- [TO BE DONE]:
Copy the records below exactly as they are written.

◆ ◆ ◆ ◆ ◆ ◆ ◆

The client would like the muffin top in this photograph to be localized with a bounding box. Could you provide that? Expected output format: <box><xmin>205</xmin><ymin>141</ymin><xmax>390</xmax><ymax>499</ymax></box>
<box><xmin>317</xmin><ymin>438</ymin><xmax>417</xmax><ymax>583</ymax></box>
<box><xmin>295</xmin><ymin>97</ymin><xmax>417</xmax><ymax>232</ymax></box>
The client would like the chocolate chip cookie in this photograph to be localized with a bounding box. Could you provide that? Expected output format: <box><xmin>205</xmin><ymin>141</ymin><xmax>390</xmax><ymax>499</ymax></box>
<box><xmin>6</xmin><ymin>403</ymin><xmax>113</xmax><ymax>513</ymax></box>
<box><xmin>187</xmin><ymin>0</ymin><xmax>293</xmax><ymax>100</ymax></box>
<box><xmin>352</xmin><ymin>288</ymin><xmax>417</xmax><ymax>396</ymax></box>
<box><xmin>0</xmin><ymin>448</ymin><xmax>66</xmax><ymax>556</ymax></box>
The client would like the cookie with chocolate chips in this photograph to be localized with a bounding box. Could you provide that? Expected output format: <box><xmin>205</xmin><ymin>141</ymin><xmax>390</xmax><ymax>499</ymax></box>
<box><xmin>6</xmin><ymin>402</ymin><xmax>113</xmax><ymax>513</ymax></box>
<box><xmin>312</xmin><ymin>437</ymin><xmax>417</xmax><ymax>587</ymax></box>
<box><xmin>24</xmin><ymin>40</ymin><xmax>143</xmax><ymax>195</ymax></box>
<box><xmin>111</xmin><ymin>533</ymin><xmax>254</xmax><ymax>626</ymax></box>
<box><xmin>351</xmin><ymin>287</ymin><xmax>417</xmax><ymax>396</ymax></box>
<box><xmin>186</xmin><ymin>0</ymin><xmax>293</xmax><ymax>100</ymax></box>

◆ ◆ ◆ ◆ ◆ ◆ ◆

- [OUTPUT]:
The client would like the muffin top in this photograph to be localized with a bounding box. Could you provide that? Expected output format: <box><xmin>205</xmin><ymin>141</ymin><xmax>390</xmax><ymax>499</ymax></box>
<box><xmin>317</xmin><ymin>438</ymin><xmax>417</xmax><ymax>583</ymax></box>
<box><xmin>295</xmin><ymin>97</ymin><xmax>417</xmax><ymax>232</ymax></box>
The client would like the chocolate chip cookie in this photograph to be localized with a bounding box. Could you provide that? Expected output format: <box><xmin>205</xmin><ymin>141</ymin><xmax>390</xmax><ymax>499</ymax></box>
<box><xmin>6</xmin><ymin>403</ymin><xmax>113</xmax><ymax>513</ymax></box>
<box><xmin>187</xmin><ymin>0</ymin><xmax>293</xmax><ymax>100</ymax></box>
<box><xmin>352</xmin><ymin>288</ymin><xmax>417</xmax><ymax>396</ymax></box>
<box><xmin>0</xmin><ymin>448</ymin><xmax>66</xmax><ymax>556</ymax></box>
The client would like the cookie with chocolate chips in this photograph to be localized with a bounding box. Could you provide that? Expected output format: <box><xmin>205</xmin><ymin>141</ymin><xmax>390</xmax><ymax>499</ymax></box>
<box><xmin>6</xmin><ymin>402</ymin><xmax>113</xmax><ymax>513</ymax></box>
<box><xmin>312</xmin><ymin>437</ymin><xmax>417</xmax><ymax>587</ymax></box>
<box><xmin>24</xmin><ymin>40</ymin><xmax>143</xmax><ymax>195</ymax></box>
<box><xmin>111</xmin><ymin>533</ymin><xmax>254</xmax><ymax>626</ymax></box>
<box><xmin>351</xmin><ymin>287</ymin><xmax>417</xmax><ymax>396</ymax></box>
<box><xmin>186</xmin><ymin>0</ymin><xmax>293</xmax><ymax>100</ymax></box>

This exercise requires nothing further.